• [DOCUMENT TEXT]
▼

RUSH: (Laughing.) Can I rephrase the question for you? “How much money did you send to the Contras in violation of an act of Congress?” Here we go, folks. This is a question that you just laugh at. Here’s Roberts’ answer to it.
ROBERTS: I’m not familiar with the memorandum. If it was withheld, it was probably withheld from me as well, and I don’t recall any involvement.
DIFI: Okay–
ROBERTS: So I don’t recall any —
DIFI: Okay–
ROBERTS: I do know that there was an issue —
DIFI: Fair enough.
ROBERTS: the issue —
RUSH: Stop the tape. I think she’s just read a question given to her by some group and she realizes how silly and stupid the question is, and she wants him to stop. “Okay, okay, okay!” That’s her in the background. “Okay, okay.” She doesn’t want this embarrassment to continue anymore, but he keeps going.
ROBERTS: — memorandum that I know have been released by private fund-raising activities and I do know that I gave advice in order to make sure that they didn’t engage in lobbying activities in order to be consistent with the Boland amendment. I’ve seen those, but beyond that I’m not recalling anything.
RUSH: So that’s what she didn’t want him to say. What involvement did you have with the Contras? “I advised them that they got to obey the Boland amendment. That’s what I advised, but I haven’t seen the memo either, senator.” Here’s a perfect example of his answers all week. He just decimates the next question here and doesn’t really say anything in his answer but he just decimates the question. Senator Feinstein says, “Let me ask you a general question, then. If an executive exercises power in direct violation of an act of Congress, is such an act unconstitutional?”
ROBERTS: Well, the answer depends, senator, and this is where you get back to the Youngstown analysis, where Justice Jackson said there are three categories. You can act with Congress’ support, being unclear what Congress’ position is, and he recognized a third category where you can act, the executive may act in the face of a congressional prohibition, and there are certain areas where the executive does have authority to the exclusion of Congress, you know, without stating a legal view, for example, one that law professors regularly talk about is the pardon power. In other words, that’s given expressly to the president under the Constitution, and restrictions, if Congress were to pass a restriction on the pardon power, does the president nonetheless have the authority to act under the Constitution, that’s a difficult question. But it may be that the president’s authority would trump Congress’ authority. So I can’t answer a question in the abstract without knowing exactly what the record is and what the situation is.

▲

• [REQUIRED ACTIONS]
1. Could you rename "DIFI" to "FEINSTEIN" throughout the hearing transcript, from the words "RUSH: (Laughing.) Can" through "he keeps going.", and give that part back?
2. Can you arrange the records from the line containing "Exercise. Mark the bus mirror" through the end of the records as a Markdown table with the columns Row and Line, leaving out any blank lines?
The transcript and the records have no connection to each other.

Records from a dataset:
▼

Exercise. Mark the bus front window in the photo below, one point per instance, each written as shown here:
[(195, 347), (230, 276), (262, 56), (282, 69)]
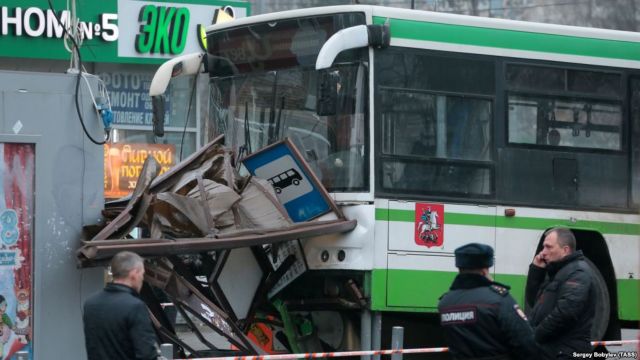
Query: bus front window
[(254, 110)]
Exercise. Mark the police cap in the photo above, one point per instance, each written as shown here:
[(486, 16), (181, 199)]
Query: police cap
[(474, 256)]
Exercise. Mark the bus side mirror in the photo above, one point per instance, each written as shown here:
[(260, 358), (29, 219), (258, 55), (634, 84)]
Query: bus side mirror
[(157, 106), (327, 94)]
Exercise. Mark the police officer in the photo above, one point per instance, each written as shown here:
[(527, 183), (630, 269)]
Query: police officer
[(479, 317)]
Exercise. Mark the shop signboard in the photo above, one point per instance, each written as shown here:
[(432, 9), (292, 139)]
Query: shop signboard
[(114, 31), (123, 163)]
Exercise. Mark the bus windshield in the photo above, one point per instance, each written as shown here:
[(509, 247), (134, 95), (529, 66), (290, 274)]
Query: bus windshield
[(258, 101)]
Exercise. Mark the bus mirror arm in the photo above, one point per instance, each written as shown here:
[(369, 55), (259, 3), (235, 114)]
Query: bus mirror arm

▲

• [ANSWERS FOR THE EXERCISE]
1.
RUSH: (Laughing.) Can I rephrase the question for you? “How much money did you send to the Contras in violation of an act of Congress?” Here we go, folks. This is a question that you just laugh at. Here’s Roberts’ answer to it.
ROBERTS: I’m not familiar with the memorandum. If it was withheld, it was probably withheld from me as well, and I don’t recall any involvement.
FEINSTEIN: Okay–
ROBERTS: So I don’t recall any —
FEINSTEIN: Okay–
ROBERTS: I do know that there was an issue —
FEINSTEIN: Fair enough.
ROBERTS: the issue —
RUSH: Stop the tape. I think she’s just read a question given to her by some group and she realizes how silly and stupid the question is, and she wants him to stop. “Okay, okay, okay!” That’s her in the background. “Okay, okay.” She doesn’t want this embarrassment to continue anymore, but he keeps going.

2.
| Row | Line |
|---|---|
| 1 | Exercise. Mark the bus mirror arm in the photo above, one point per instance, each written as shown here: |
| 2 | [(369, 55), (259, 3), (235, 114)] |
| 3 | Query: bus mirror arm |